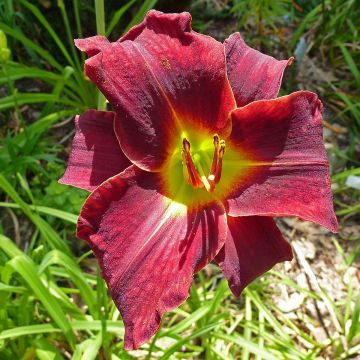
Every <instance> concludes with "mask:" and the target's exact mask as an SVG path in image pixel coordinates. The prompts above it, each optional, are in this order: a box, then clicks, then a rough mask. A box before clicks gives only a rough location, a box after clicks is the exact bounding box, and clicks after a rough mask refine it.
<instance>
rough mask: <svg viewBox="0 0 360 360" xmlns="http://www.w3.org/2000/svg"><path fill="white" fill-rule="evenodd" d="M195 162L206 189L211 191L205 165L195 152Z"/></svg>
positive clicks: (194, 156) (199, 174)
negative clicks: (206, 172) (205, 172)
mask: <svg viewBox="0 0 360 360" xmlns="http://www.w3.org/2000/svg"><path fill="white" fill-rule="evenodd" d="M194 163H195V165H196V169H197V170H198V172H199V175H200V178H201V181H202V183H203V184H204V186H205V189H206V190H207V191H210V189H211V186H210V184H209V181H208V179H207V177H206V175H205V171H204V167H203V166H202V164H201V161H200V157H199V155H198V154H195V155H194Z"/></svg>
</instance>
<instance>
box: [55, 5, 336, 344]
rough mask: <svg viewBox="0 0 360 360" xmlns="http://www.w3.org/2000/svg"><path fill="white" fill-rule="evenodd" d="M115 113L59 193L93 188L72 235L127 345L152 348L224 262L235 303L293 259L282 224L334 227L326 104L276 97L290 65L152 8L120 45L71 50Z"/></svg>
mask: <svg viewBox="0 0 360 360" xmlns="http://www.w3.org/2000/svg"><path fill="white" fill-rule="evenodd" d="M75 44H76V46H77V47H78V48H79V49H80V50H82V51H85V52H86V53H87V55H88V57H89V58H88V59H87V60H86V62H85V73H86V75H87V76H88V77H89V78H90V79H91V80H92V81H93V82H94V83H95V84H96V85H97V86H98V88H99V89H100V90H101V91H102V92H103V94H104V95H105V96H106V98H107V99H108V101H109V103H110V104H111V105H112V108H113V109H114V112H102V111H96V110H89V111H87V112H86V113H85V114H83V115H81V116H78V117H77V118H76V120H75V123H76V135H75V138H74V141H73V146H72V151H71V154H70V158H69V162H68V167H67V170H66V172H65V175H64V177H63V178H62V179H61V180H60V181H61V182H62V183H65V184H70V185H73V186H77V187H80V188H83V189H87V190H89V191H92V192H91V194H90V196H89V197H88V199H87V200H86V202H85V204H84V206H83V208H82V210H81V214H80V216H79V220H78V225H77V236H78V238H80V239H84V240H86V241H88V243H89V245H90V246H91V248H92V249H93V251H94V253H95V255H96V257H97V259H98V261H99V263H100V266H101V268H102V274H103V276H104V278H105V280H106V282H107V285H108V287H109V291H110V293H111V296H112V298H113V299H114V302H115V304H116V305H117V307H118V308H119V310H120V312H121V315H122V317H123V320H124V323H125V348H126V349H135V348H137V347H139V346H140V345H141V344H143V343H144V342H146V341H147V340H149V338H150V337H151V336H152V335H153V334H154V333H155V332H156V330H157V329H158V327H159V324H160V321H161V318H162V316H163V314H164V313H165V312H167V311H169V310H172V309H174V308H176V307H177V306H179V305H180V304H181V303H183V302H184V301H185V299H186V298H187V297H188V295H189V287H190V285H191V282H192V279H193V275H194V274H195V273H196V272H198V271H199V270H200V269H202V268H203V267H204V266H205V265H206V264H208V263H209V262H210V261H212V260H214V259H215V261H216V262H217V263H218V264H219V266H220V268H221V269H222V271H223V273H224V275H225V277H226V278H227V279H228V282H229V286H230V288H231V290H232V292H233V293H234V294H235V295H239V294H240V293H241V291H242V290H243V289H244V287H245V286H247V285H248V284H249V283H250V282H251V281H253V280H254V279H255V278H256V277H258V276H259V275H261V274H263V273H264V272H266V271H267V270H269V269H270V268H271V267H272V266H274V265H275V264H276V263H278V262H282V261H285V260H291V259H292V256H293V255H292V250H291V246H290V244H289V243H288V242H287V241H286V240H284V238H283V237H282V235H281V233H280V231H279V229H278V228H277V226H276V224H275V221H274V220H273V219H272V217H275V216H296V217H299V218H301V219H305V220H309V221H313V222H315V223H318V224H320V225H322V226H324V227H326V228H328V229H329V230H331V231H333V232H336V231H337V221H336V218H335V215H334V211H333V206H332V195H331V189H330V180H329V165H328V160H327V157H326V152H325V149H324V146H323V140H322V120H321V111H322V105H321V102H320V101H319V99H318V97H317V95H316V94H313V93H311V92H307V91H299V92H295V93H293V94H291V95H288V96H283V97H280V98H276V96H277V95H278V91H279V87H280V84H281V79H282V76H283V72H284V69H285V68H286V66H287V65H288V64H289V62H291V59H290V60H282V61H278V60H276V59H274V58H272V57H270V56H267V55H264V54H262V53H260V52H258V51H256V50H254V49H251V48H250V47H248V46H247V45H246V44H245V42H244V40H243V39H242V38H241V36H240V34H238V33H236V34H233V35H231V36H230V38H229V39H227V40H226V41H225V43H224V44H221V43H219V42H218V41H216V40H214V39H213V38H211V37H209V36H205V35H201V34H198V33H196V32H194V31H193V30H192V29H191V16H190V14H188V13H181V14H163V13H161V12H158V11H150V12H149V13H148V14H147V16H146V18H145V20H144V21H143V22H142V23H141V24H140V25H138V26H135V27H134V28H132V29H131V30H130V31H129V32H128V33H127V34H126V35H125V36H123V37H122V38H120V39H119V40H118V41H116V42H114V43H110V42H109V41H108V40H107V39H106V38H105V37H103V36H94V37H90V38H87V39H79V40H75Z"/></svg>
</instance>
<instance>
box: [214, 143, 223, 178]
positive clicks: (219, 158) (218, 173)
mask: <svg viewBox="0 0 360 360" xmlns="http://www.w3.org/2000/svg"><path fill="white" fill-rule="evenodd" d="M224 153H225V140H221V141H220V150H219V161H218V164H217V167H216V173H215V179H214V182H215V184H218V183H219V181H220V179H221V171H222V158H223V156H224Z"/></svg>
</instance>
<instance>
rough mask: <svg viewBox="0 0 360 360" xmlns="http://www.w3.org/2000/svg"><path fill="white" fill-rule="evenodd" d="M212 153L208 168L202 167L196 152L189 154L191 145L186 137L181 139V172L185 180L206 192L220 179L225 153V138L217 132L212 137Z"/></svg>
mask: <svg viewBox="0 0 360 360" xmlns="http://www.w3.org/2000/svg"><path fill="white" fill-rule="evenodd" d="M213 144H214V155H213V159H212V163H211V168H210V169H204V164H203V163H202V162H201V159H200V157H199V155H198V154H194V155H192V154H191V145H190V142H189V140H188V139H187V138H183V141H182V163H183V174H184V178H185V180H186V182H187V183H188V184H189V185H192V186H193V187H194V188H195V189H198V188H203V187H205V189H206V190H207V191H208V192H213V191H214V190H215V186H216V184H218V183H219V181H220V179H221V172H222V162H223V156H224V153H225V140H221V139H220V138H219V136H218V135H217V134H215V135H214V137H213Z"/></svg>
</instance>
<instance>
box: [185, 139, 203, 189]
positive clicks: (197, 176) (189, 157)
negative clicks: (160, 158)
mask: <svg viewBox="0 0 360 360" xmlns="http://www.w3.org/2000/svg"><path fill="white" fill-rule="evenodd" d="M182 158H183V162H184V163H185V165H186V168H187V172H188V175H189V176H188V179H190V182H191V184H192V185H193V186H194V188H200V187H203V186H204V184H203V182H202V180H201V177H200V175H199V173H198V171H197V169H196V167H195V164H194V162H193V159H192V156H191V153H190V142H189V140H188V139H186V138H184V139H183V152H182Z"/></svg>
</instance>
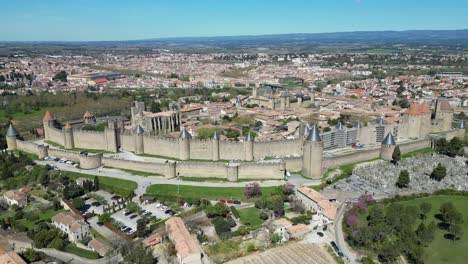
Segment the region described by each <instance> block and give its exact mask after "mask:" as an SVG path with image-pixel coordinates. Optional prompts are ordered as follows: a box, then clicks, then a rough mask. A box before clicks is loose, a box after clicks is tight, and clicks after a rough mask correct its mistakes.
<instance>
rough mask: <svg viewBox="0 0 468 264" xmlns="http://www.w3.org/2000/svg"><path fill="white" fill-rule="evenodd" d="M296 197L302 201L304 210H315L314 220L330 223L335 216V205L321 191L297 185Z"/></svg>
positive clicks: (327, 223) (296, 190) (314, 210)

= = =

_TASK BRIEF_
When a line in the data holds the word "after", show that line.

_EXERCISE ANSWER_
Every <instance> concludes with "mask:" and the target's exact mask as an SVG path in image pixel coordinates. The prompts above it, each optional, are in this order: a box, then clicks, then a rough mask. A box before clicks gives only a rough location, a box after clicks is the exact bounding box, and clicks after a rough mask refine it.
Segment the region described by each <instance> block and give its exact mask after "mask:" as an SVG path with image-pixel coordinates. Optional prompts are ordered as follows: a box, then clicks, then a rough mask. A box before clicks is loose, a box after clicks is tight, and clicks after a rough mask correct its mistakes.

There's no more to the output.